◆ Extrait cité:
================

Le Netflix à la française a-t-il un sens?
Avec l’ouverture du festival de Cannes, et la vague de rejet que suscite le géant américain de la VOD, revient sur le devant de la scène la question de l’opportunité de lancer un « Netflix à la française ». Projet ardemment défendu par la patronne de France Télévisions, mais qui pose plus de problèmes qu’il n’en résout. Un tel projet a-t-il un sens? J’en doute.
Quelles raisons pourraient en effet justifier les investissements que nécessiterait un tel projet, investissements d’autant plus colossaux d’ailleurs qu’ils seraient portés par une grande entreprise nationale ?
Est-ce l’absence d’acteurs de VOD nationaux? Allons donc. Canal Play existe depuis près de dix ans, de même que la VOD Orange. MyTF1 est plus récent, mais je doute qu’il y ait de la place pour plus d’une dizaine d’acteurs de la VOD en France: nous représentons un marché étroit, et même si les habitudes des téléspectateurs sont en train de migrer de la télévision en direct vers les offres de rediffusion ou de replay, même si la location de vidéo a connu un joli succès il y a quelques années et si le téléchargement illégal est plutôt sur le déclin (mais pas le streaming illégal), on voit mal ce qu’apporterait une chaîne supplémentaire.

================

◆ Exercices:
[A] Relevez dans l'extrait cité tous les acteurs de la VOD que l'auteur donne comme déjà présents en France.
[B] Reproduisez sans rien changer le passage de l'extrait cité commençant par « Est-ce l’absence d’acteurs » et se poursuivant jusqu'à « une chaîne supplémentaire. ».

◆ Jeu de données:
================

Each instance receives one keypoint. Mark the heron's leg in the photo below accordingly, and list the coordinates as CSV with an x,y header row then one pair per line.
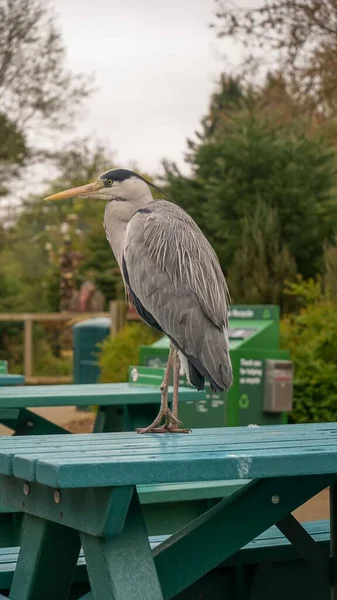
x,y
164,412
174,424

================

◆ Les réponses:
[A] Ces acteurs sont Canal Play, la VOD Orange et MyTF1.

[B]
Est-ce l’absence d’acteurs de VOD nationaux? Allons donc. Canal Play existe depuis près de dix ans, de même que la VOD Orange. MyTF1 est plus récent, mais je doute qu’il y ait de la place pour plus d’une dizaine d’acteurs de la VOD en France: nous représentons un marché étroit, et même si les habitudes des téléspectateurs sont en train de migrer de la télévision en direct vers les offres de rediffusion ou de replay, même si la location de vidéo a connu un joli succès il y a quelques années et si le téléchargement illégal est plutôt sur le déclin (mais pas le streaming illégal), on voit mal ce qu’apporterait une chaîne supplémentaire.